• [Task directions]
Extract each line of the data below that contains the string "woman". Case matters.

-- begin Record excerpts --

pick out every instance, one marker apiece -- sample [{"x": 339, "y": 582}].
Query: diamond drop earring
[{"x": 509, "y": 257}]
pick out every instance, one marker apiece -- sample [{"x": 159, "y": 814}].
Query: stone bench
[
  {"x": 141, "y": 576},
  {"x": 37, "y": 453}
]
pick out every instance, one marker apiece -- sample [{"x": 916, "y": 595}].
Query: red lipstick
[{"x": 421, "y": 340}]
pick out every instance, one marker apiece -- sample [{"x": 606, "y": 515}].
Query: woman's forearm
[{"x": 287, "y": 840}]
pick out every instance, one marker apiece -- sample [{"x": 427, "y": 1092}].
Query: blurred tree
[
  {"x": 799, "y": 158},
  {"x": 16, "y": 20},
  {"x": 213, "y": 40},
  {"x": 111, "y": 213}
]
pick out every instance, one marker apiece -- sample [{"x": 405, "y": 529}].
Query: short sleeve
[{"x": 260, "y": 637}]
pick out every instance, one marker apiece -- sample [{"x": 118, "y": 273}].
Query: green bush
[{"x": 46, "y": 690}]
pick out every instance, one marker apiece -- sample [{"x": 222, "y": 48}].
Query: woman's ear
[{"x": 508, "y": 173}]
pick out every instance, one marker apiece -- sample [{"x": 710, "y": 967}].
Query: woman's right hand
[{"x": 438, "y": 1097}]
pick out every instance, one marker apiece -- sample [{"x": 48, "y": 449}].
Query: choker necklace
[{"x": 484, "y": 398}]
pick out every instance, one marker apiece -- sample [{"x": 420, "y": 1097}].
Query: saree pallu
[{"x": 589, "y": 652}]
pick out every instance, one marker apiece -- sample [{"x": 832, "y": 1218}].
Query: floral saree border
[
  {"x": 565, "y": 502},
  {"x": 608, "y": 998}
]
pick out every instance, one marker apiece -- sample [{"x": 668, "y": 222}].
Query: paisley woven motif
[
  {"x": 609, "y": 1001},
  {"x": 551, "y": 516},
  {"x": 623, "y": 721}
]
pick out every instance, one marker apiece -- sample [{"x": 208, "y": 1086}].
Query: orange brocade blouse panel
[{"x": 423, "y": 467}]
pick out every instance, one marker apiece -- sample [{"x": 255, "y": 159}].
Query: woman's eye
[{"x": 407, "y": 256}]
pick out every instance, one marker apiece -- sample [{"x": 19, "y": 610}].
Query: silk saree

-- end Record excerpts --

• [Exercise answer]
Query: woman's forearm
Query: woman's ear
Query: woman's right hand
Query: woman's eye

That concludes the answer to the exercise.